■ **Given task**
Take the line containing "the white glove" and every line after it to the end of the records, and copy them exactly, excluding pictures.

■ **Excerpts from point annotation data**

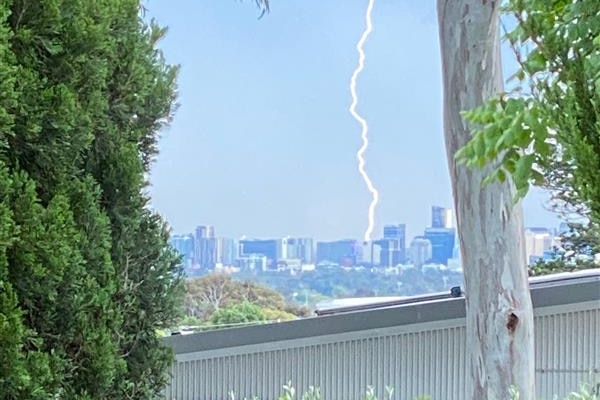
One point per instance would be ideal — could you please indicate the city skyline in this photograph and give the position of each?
(263, 143)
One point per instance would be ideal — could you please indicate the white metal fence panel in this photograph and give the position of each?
(417, 359)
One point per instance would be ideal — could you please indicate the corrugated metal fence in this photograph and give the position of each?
(418, 349)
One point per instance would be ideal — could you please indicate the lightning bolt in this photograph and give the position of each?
(360, 155)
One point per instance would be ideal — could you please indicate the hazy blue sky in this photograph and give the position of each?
(263, 145)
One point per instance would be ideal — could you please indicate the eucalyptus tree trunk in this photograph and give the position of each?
(490, 228)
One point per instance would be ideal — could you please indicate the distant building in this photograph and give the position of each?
(184, 244)
(442, 244)
(205, 247)
(253, 262)
(297, 248)
(270, 248)
(441, 217)
(393, 245)
(342, 252)
(420, 251)
(538, 243)
(227, 251)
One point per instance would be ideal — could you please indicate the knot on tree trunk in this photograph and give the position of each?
(513, 320)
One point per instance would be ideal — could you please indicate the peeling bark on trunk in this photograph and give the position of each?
(499, 310)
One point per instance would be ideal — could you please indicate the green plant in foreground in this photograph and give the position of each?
(314, 393)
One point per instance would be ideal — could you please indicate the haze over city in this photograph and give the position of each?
(263, 144)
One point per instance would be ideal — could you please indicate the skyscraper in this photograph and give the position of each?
(442, 244)
(184, 244)
(270, 248)
(205, 247)
(344, 252)
(227, 251)
(297, 248)
(441, 217)
(420, 251)
(393, 245)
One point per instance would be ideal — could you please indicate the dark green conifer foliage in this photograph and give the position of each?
(86, 272)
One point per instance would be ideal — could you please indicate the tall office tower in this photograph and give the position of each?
(184, 244)
(420, 251)
(205, 247)
(270, 248)
(442, 243)
(393, 245)
(227, 251)
(345, 252)
(441, 217)
(538, 243)
(297, 248)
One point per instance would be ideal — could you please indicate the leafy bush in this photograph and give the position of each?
(314, 393)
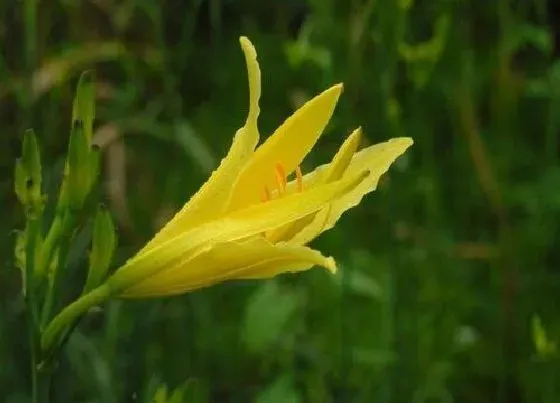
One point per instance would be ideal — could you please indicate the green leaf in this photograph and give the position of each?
(83, 108)
(282, 390)
(268, 312)
(27, 176)
(78, 165)
(543, 346)
(104, 241)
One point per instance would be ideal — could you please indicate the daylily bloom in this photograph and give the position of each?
(248, 221)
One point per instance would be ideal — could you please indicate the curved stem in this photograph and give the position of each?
(69, 314)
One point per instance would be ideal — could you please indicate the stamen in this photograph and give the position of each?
(265, 195)
(280, 178)
(299, 179)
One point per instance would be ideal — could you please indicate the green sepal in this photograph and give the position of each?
(104, 241)
(83, 108)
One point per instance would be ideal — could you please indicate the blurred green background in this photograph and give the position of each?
(442, 269)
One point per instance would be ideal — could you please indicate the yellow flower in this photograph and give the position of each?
(248, 221)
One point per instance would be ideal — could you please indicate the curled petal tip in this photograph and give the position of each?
(330, 265)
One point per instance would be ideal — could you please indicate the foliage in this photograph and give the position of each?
(442, 270)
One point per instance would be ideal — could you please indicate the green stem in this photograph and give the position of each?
(63, 238)
(49, 245)
(69, 314)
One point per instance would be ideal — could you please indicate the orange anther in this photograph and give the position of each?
(299, 179)
(280, 178)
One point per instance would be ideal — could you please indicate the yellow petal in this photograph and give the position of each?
(289, 144)
(253, 258)
(343, 157)
(237, 225)
(332, 172)
(213, 196)
(376, 159)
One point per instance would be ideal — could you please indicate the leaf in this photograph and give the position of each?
(268, 312)
(282, 390)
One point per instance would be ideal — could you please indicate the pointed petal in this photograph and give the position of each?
(237, 225)
(289, 144)
(343, 157)
(212, 197)
(377, 159)
(252, 258)
(332, 172)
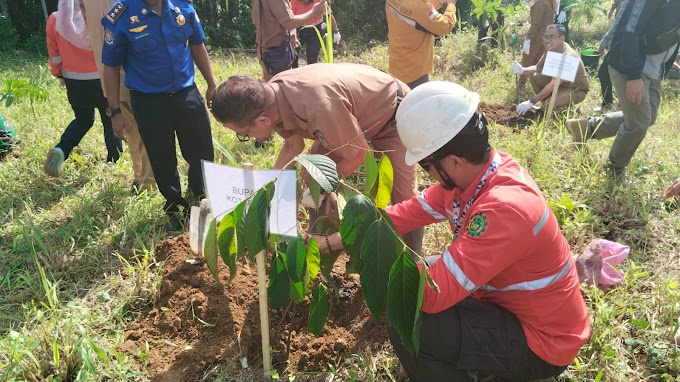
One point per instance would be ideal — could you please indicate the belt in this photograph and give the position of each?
(400, 96)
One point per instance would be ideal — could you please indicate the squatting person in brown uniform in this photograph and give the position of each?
(340, 106)
(569, 92)
(541, 14)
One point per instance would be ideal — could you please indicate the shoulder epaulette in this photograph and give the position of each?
(114, 13)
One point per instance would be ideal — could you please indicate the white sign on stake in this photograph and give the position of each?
(561, 65)
(226, 187)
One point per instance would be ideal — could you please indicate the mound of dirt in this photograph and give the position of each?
(196, 323)
(507, 116)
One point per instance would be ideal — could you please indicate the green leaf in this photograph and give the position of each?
(327, 262)
(296, 258)
(210, 249)
(226, 242)
(385, 182)
(378, 252)
(402, 298)
(319, 308)
(314, 191)
(322, 169)
(257, 221)
(239, 218)
(313, 264)
(371, 168)
(359, 214)
(418, 320)
(279, 282)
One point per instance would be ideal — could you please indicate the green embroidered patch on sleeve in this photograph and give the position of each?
(114, 13)
(477, 225)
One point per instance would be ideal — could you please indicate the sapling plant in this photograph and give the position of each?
(390, 278)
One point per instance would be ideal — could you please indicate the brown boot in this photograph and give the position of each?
(579, 129)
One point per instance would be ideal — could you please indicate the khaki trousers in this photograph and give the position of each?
(141, 167)
(565, 95)
(629, 125)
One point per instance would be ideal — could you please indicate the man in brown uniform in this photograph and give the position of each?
(541, 14)
(340, 106)
(568, 92)
(275, 24)
(93, 10)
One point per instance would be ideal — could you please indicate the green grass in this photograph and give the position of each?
(76, 261)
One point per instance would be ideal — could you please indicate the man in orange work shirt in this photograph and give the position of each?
(411, 27)
(340, 106)
(509, 303)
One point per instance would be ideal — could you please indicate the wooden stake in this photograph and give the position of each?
(262, 290)
(558, 80)
(548, 117)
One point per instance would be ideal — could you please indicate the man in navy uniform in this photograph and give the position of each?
(157, 43)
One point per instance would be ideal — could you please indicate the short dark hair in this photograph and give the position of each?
(238, 100)
(561, 30)
(471, 143)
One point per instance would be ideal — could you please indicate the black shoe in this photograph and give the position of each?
(618, 174)
(178, 221)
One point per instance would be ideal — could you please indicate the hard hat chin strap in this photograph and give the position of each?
(446, 179)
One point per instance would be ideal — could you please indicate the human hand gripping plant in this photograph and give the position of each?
(391, 281)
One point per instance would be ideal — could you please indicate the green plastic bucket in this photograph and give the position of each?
(590, 58)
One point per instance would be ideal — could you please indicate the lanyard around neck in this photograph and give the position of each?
(458, 217)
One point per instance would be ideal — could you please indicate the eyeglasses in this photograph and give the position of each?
(245, 137)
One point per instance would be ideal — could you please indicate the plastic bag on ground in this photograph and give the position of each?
(597, 264)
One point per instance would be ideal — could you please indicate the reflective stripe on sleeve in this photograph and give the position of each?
(80, 76)
(541, 223)
(428, 208)
(532, 285)
(457, 273)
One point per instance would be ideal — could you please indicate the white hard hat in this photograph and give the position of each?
(431, 115)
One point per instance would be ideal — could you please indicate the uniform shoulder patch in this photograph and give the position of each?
(115, 12)
(477, 225)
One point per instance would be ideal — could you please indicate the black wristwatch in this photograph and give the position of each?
(111, 111)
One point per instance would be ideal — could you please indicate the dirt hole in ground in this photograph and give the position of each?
(507, 115)
(195, 324)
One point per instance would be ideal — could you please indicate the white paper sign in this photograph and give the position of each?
(561, 65)
(227, 186)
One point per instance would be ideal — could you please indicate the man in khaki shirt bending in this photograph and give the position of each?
(568, 92)
(94, 10)
(341, 107)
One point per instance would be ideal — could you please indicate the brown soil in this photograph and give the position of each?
(507, 116)
(196, 324)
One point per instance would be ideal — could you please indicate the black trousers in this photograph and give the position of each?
(605, 83)
(470, 340)
(161, 117)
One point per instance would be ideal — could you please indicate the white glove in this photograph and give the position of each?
(562, 17)
(523, 107)
(517, 68)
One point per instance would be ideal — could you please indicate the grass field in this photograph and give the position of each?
(76, 260)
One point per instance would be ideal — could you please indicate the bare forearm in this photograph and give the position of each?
(292, 147)
(202, 60)
(299, 20)
(112, 84)
(546, 91)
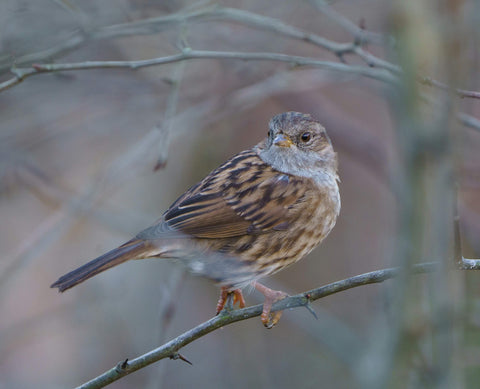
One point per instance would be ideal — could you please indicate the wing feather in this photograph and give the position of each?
(243, 196)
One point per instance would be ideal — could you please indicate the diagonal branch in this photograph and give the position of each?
(171, 348)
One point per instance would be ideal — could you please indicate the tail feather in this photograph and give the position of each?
(130, 250)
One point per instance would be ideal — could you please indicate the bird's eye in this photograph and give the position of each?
(306, 136)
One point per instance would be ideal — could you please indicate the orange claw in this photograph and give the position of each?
(269, 319)
(237, 298)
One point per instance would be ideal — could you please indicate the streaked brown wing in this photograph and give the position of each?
(243, 196)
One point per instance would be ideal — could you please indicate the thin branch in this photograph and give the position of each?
(187, 54)
(171, 348)
(463, 93)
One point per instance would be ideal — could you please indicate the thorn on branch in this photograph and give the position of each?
(39, 67)
(121, 366)
(177, 355)
(309, 307)
(341, 57)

■ **Result for this task**
One point per instance would be ideal — could you please indicate the white glove in this photograph and give the position of each?
(562, 17)
(523, 107)
(517, 68)
One point per instance would be ideal — could you please indicate the grass field in this photograph and give the position of each?
(76, 260)
One point per instance would be ideal — could you please indicate the bare forearm in this photograph and give the position of each?
(292, 147)
(202, 60)
(299, 20)
(112, 84)
(546, 91)
One point per instance would be ideal — could you please indicate the wing feather in this photograph and give the position of each?
(243, 196)
One point per instance would be ideal — could you please indicate the diagonal branch in this photograph and give the position of each?
(171, 348)
One point per instance would be ideal — could you please indicate the tail feather in this photograph and give the position of each?
(130, 250)
One point per instance would be ideal — could you please indicate the bird's eye in this photograph and give the position of each?
(306, 136)
One point per instance would be ideal — could you please indicate the orange claw in this photograph and give the position of each?
(269, 319)
(237, 298)
One point per instance would be ideal — could you please indicate the streaked brown wing in this photograph and give the position of each?
(243, 196)
One point per instance would be ideal — could you please indicate the thin branch in this photograph and give the position of each?
(187, 54)
(171, 348)
(463, 93)
One point per instance would be ideal — could you please indicate the thorn on branch in this photograph and give the position of each?
(39, 67)
(121, 366)
(177, 355)
(309, 307)
(341, 57)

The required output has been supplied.